(Exercise) Please copy all of the rows below word for word, leaving the pictures out of your answer.

(Stored records)
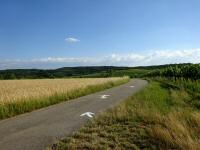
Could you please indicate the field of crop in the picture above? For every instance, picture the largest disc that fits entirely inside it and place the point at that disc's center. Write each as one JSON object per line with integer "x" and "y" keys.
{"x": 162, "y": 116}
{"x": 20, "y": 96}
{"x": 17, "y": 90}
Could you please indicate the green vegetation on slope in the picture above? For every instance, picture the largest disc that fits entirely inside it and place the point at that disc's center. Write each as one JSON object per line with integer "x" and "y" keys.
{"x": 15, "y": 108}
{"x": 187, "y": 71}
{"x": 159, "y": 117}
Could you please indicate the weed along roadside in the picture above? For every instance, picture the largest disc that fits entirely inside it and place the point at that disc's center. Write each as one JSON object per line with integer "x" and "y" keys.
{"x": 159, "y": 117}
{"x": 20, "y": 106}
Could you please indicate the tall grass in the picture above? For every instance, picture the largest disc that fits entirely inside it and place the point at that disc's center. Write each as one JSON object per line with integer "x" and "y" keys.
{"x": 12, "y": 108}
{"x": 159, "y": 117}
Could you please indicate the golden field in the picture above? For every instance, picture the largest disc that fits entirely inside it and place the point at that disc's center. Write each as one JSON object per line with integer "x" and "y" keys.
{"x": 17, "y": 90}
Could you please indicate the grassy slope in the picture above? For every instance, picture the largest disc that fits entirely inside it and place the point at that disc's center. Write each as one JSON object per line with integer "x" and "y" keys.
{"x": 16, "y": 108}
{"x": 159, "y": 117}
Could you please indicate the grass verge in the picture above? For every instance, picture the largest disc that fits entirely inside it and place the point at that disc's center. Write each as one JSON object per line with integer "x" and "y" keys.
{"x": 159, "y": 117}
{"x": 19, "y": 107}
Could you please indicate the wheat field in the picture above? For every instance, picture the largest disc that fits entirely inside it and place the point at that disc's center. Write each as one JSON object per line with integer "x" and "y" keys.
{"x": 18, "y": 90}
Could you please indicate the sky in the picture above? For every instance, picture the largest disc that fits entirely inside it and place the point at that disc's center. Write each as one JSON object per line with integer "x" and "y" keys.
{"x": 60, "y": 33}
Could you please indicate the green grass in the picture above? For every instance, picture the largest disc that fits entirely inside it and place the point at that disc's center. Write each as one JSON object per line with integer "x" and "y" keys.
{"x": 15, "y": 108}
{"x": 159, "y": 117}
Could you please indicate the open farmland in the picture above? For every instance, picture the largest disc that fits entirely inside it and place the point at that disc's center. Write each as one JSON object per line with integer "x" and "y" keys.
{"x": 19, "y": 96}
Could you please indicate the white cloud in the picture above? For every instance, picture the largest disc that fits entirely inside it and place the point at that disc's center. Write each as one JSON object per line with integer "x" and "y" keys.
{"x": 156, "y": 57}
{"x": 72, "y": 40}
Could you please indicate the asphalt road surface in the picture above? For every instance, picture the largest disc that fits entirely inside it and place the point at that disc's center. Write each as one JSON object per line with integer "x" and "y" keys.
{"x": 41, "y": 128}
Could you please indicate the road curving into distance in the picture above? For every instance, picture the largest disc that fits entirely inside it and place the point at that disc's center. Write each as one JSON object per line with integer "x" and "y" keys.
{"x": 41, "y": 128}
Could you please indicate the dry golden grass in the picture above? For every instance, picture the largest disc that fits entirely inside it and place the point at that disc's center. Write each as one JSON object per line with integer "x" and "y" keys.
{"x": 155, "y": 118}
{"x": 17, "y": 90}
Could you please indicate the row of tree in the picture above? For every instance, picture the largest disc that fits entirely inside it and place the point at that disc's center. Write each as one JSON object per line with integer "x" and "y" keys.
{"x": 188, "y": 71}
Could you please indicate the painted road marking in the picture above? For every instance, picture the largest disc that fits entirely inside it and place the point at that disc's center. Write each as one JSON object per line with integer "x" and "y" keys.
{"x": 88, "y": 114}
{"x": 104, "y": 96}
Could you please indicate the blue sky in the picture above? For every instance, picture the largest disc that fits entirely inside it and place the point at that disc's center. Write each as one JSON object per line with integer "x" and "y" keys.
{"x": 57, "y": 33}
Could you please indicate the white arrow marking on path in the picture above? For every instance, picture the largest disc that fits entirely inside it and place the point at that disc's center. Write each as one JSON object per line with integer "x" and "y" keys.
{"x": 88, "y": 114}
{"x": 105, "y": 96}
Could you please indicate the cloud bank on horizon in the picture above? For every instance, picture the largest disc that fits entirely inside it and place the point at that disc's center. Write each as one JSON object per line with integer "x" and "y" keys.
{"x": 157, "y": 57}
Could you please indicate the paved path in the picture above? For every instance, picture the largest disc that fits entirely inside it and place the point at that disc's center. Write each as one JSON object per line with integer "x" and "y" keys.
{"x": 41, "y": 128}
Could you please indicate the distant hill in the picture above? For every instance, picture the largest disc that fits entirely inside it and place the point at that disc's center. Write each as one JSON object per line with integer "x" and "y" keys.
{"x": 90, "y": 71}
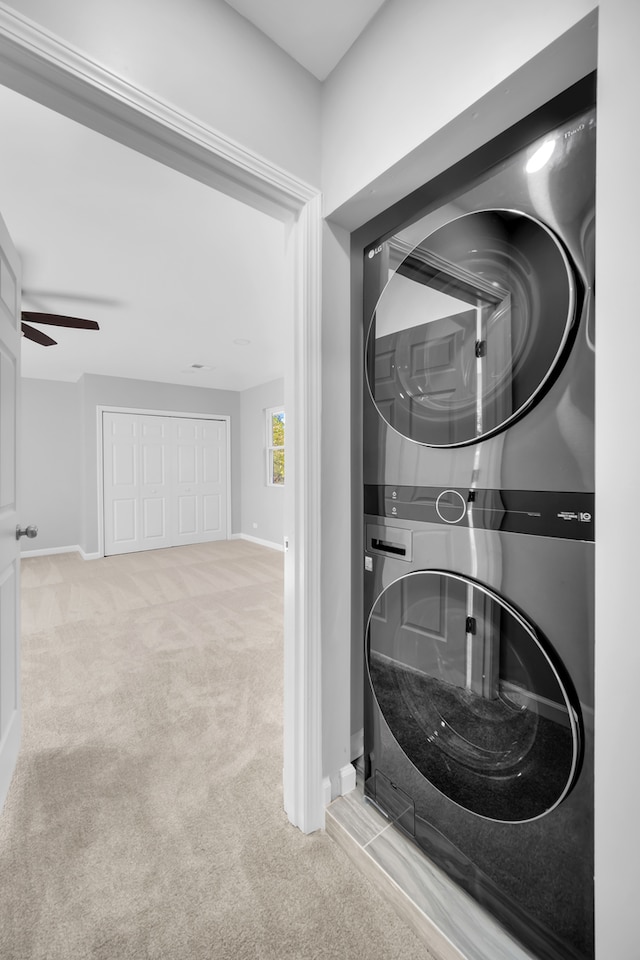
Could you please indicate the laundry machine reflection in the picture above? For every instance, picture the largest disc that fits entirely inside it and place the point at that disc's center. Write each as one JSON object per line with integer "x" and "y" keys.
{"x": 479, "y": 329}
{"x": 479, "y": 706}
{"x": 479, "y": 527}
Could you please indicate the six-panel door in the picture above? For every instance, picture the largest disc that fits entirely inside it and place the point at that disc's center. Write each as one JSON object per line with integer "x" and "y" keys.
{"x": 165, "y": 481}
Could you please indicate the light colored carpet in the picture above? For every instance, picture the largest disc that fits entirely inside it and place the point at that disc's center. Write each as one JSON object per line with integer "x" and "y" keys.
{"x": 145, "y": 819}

(Result for this exercise)
Could you please indicate the field of crop in the picture above? For every instance, picture the largest disc that fits entirely inside it and place the point at that disc's center. Write each as one JSON object per line with integer "x" and "y" keys.
{"x": 162, "y": 116}
{"x": 20, "y": 96}
{"x": 17, "y": 90}
Could you please indicate the green vegetation on slope in the picture above? For every instance, picture the largest disc that fits entirely inside it and place the point at that disc's center. Write each as one JSON object per line with integer "x" and "y" keys.
{"x": 15, "y": 108}
{"x": 187, "y": 71}
{"x": 159, "y": 117}
Could you please indicate the weed along roadside in the picture above? For every instance, picture the largest disc that fits entirely inside it and place the point at that disc's center. Write each as one JSON object per line with integer "x" and "y" keys.
{"x": 159, "y": 117}
{"x": 20, "y": 106}
Could you please indicate the tall grass in the picture above? For every instance, picture the largest disc that fits entirely inside it and place the point at that disc's center. Write each as one JSON object per line with integer "x" and "y" keys.
{"x": 12, "y": 108}
{"x": 159, "y": 117}
Could you please indicate the golden field in the picture above? For every instance, picture the largest disc that fits entirely inside it and place the point at that disc's center. Write each as one JSON object per line with integer "x" and "y" keys.
{"x": 17, "y": 90}
Could you please indicate the grassy slope in the picture above? For every instance, picture the largest disc that fits entirely inside it and place the point at that disc's center. Write each as one JSON object per line with integer "x" and "y" keys.
{"x": 16, "y": 108}
{"x": 159, "y": 117}
Could you please indicate the grass verge in the picture above? For every instance, picture the largest disc that fits entirely inside it and place the point at that disc's center. Write each as one JSON object per line with integer "x" and "y" keys.
{"x": 159, "y": 117}
{"x": 19, "y": 107}
Could you please indicate the wheat field in the picture above? For every instance, picture the largest disc that fits entirely inside it and place the point at that disc's center. Write each as one JSON object per line with integer "x" and "y" keys.
{"x": 18, "y": 90}
Could you please indicate the sky in the picture above? For every instance, picture the largest disc that fits entirely inside it and place the point at that disc's center. Write each as one JSON object per line with integer "x" and "y" keys.
{"x": 60, "y": 33}
Could you please indicate the green grass in the picture above? For every instance, picture the largest disc that fits entirely inside it and place the point at that disc's center. Write each as one JSON object per line with integer "x" and "y" keys.
{"x": 15, "y": 108}
{"x": 159, "y": 117}
Could you please indicate the open farmland in the picture above? For every instance, picture the largest disc that fits entirely inside it and place the point at that disc's center. Write each as one JSON object per line with integer "x" and "y" keys.
{"x": 19, "y": 96}
Could you please indicate the white cloud in the picture above? For every instance, picture the largest disc that fits entirely inside it and place the point at that disc's center. Write each as one JSON object per line with integer "x" and "y" keys.
{"x": 156, "y": 57}
{"x": 72, "y": 40}
Could you please indicate the asphalt road surface in the picture above? For every instance, picture the largest disc that fits entirely inside it and place the point at that disc's center. Write each as one JSON object per line with integer "x" and "y" keys.
{"x": 41, "y": 128}
Could you please indicate the road curving into distance in the picture above? For every instance, picture the largest disc that fits entirely inside it and place the point at that disc's center. Write each as one JSON object per line with integer "x" and "y" keys.
{"x": 41, "y": 128}
Could you please indicate the dry golden grass in the picture above? For every instance, picture the largest disc that fits entirely inside it and place the point at that disc's center. Write each as one JSON object per line with integer "x" and "y" keys.
{"x": 155, "y": 118}
{"x": 17, "y": 90}
Could you please indicate the row of tree in the picture above? For every instance, picture the largest disc that fits entirely inside it and place the point at that disc's center. Write each as one JSON object per line with integer "x" and "y" keys.
{"x": 188, "y": 71}
Could you please indicate the painted road marking in the picture above? For every instance, picture the largest disc that fits entirely inside it and place the point at that disc's center. Write each as one JSON object per line with integer "x" and "y" keys.
{"x": 88, "y": 114}
{"x": 104, "y": 96}
Could you please indicate the blue sky in the picture above? For every instance, picture the largest disc that fits entirely inside it and place the point at that disc's center. Write each as one JSON object per line with integer "x" and "y" keys.
{"x": 57, "y": 33}
Could you please indicate the white arrow marking on path in the picture above? For every instance, picture the largest disc that fits entirely inside it and place the point at that disc's center. Write each as one JSON object per line with integer "x" and "y" keys.
{"x": 88, "y": 114}
{"x": 105, "y": 96}
Could you please indicate the cloud bank on horizon in the picture above? For every instance, picture the largest disc that fits entirely inside it and place the point at that disc's center. Write each as one JSON object per line with integer "x" and "y" keys.
{"x": 157, "y": 57}
Could you please indicate the paved path in the picture above? For every instance, picture the largest disc that fits entirely inside it and place the point at that disc's center. Write each as one JSON object per line with integer "x" and "y" keys.
{"x": 41, "y": 128}
Could you please indicate the distant hill in the picture above? For every instance, picture the largest disc that fits entirely inside it and place the point at that disc's center. Write each as one JSON object per line with integer "x" and "y" keys.
{"x": 90, "y": 71}
Could you please indicate the laundry machine reflection in the picture above? For every instance, picture the largest disc that fits entirely inside it and place the point at that disc's center. Write each as one JSON object per line with integer "x" and "y" keys.
{"x": 479, "y": 329}
{"x": 479, "y": 706}
{"x": 479, "y": 527}
Could you please indicate the six-panel door in the picture above? For every instance, picture the largest disc that fits entirely inside it and place the point at that disc's center. Write each as one JSON object per line with integer "x" and "y" keys.
{"x": 165, "y": 481}
Could you please indicate the light colored carpet in the picture above? For every instance, picture the largest disc that fits entirely inside it and place the point at that disc's center. Write each as one JSON object per line with integer "x" and "y" keys.
{"x": 145, "y": 819}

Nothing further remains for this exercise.